• Directions for this task:
Please retype the records below exactly, omitting any images.

[Data entries]
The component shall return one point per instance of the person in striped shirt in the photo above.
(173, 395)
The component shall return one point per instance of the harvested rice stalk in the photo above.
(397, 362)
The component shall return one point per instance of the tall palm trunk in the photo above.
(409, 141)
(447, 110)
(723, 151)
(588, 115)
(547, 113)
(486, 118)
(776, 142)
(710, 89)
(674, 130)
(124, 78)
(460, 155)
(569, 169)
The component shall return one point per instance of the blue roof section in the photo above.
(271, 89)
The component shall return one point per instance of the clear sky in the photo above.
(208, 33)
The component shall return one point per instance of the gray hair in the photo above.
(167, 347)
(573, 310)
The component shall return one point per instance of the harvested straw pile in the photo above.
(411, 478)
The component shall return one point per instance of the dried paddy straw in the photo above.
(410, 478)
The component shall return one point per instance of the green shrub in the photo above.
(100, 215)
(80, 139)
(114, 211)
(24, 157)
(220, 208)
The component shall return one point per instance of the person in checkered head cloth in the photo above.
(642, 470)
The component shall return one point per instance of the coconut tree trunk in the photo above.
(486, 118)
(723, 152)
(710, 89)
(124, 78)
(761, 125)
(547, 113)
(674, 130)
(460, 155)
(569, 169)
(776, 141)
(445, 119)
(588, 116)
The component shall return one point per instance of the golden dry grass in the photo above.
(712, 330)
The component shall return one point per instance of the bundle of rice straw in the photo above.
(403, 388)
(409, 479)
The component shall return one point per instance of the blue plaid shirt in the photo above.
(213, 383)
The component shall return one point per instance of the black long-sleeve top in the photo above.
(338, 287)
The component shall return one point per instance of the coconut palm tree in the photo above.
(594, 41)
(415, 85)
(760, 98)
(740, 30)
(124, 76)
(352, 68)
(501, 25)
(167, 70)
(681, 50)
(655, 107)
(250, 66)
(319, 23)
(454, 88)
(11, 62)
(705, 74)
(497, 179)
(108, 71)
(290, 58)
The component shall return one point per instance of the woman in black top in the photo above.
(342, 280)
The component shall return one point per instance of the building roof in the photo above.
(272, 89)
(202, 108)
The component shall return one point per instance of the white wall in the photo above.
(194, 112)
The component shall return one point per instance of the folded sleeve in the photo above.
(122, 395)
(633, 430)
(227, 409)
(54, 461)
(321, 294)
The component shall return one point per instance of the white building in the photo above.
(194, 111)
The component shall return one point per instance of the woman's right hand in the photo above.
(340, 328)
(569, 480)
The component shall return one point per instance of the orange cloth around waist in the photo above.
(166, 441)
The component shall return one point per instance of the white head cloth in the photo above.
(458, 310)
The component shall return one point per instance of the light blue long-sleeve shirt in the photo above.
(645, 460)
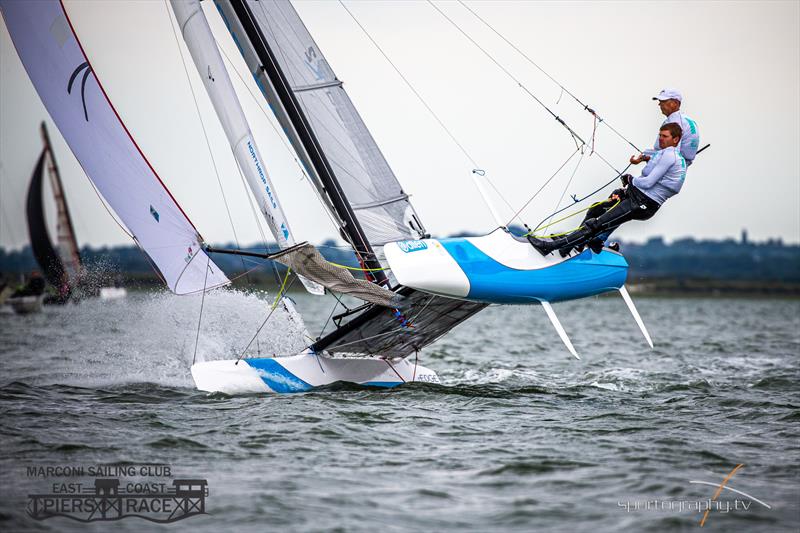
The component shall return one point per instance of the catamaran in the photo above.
(415, 288)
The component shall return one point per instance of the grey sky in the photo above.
(737, 63)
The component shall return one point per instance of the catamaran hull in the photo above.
(304, 372)
(501, 269)
(25, 305)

• Response area:
The component shall return one point per instance of the person in striped shirt in the photo above.
(173, 395)
The component shall return one point per instance of the harvested rice stalk in the photo above.
(397, 362)
The component shall return one point per instance of the tall palm trunk in the photo above.
(409, 141)
(447, 110)
(723, 151)
(588, 115)
(547, 113)
(486, 118)
(776, 142)
(710, 89)
(674, 130)
(124, 78)
(460, 155)
(569, 169)
The component shall return one point per instance of the blue roof section in the photo above.
(271, 89)
The component shall return one point per instance of the clear sky in the photo above.
(208, 33)
The component shall return one point per instance of the gray hair in the photo above.
(167, 347)
(573, 310)
The component shall return one point per instance of the harvested straw pile in the photo above.
(411, 478)
The component shall return one point per instance of the dried paddy straw in the photo above.
(410, 478)
The component shall return one point per instance of the green shrub in the photo above.
(100, 215)
(80, 139)
(114, 211)
(24, 157)
(220, 208)
The component shall return one point per instance of the person in checkered head cloth in the photo above.
(642, 470)
The component shall return one point per instance of the coconut tree trunk in the photo above.
(486, 118)
(723, 152)
(710, 89)
(124, 78)
(761, 125)
(547, 113)
(674, 130)
(460, 155)
(569, 169)
(776, 141)
(445, 119)
(588, 116)
The component shall return one point per instance of the golden dry grass in the photo above.
(712, 330)
The component shall return one point per instance of the bundle of rice straw in the photo above.
(403, 388)
(409, 479)
The component shall return one point per instance of the blue plaid shirt in the photo above.
(213, 383)
The component shall return one point per instance of the black long-sleeve top in the photo above.
(338, 287)
The component shall return one point per instance of the coconut palm tree in the photo above.
(594, 41)
(415, 85)
(760, 98)
(740, 30)
(124, 76)
(352, 68)
(501, 25)
(167, 70)
(681, 50)
(655, 107)
(250, 66)
(319, 23)
(454, 88)
(11, 62)
(705, 74)
(497, 179)
(108, 71)
(290, 58)
The component shall return one point per instance of the woman in black top in the photo above.
(342, 280)
The component shall return one point per instance of the building roof in the photo above.
(272, 89)
(202, 108)
The component shall return one point per instance of the white wall in the photo above.
(194, 112)
The component shall return one point per instance of the folded sleeve in the photo above.
(122, 395)
(633, 430)
(227, 409)
(54, 461)
(321, 294)
The component shall return one point per instance of the white building in the photo above.
(194, 111)
The component shall return one point per instance of the woman's right hand in the photo above.
(340, 328)
(569, 480)
The component shall return one point per instance of the orange cloth around waist in the photo above.
(166, 441)
The component shall return one point per instance of the white head cloth in the photo above.
(458, 310)
The component shall return one point per instance of the light blue long-sleeve shirt in the photo above.
(645, 460)
The component shall return one point per instance of the catamaran in the photo above.
(415, 288)
The component shall return one point per instance of the grey sky in the photo above.
(737, 63)
The component shall return one point per instance of the catamaran hull in the photo above.
(304, 372)
(501, 269)
(25, 305)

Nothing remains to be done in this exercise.